How the moral hysteria of the 1980s spawned a cult horror canon
Ahead of the new horror film Censor, we look at the “video nasty” panic that inspired it.
Image: Graphic: Libby McGuirePrano Baily-Bond’s Censor has an otherworldly air about it. The protagonist, Enid (Niamh Algar), sits in a smoky Soho basement, wearing a high-buttoned shirt and gold-rimmed spectacles, watching and re-watching footage of blood-splattered women. She carefully cuts out shots of entrails and glimpses of genitals but permits a little “screwdriver stuff.” This windowless purgatory under seedy neon lights may feel like a Black Mirror dystopia of censorship, a fictional world in the grips of a sinister government fixated on salacious art. In reality, the film (which hits American theaters June 11 and VOD June 18) is reflecting a very real moment in relatively recent U.K. history: the early 1980s, an era of bizarre moral panic. It’s the age of the so-called video nasties.
——
**GIVEN PROBLEM:**
Can you retype the passage of the article on the video nasty panic from "How the moral" up to and including "that inspired it."? The material that comes next stands apart from the article on the video nasty panic.

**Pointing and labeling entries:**
——
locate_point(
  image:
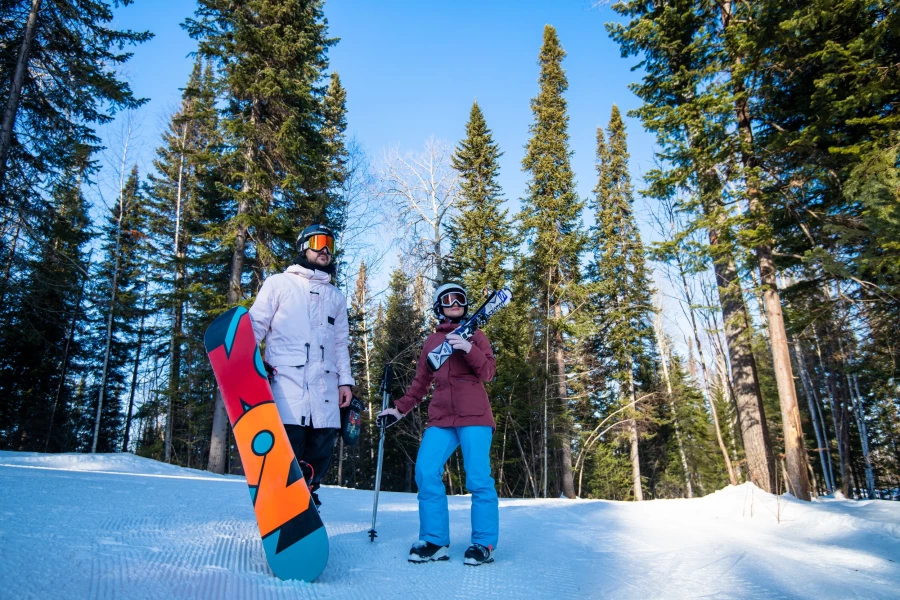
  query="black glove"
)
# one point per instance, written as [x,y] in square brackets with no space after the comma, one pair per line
[388,417]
——
**FULL SOLUTION:**
How the moral hysteria of the 1980s spawned a cult horror canon
Ahead of the new horror film Censor, we look at the “video nasty” panic that inspired it.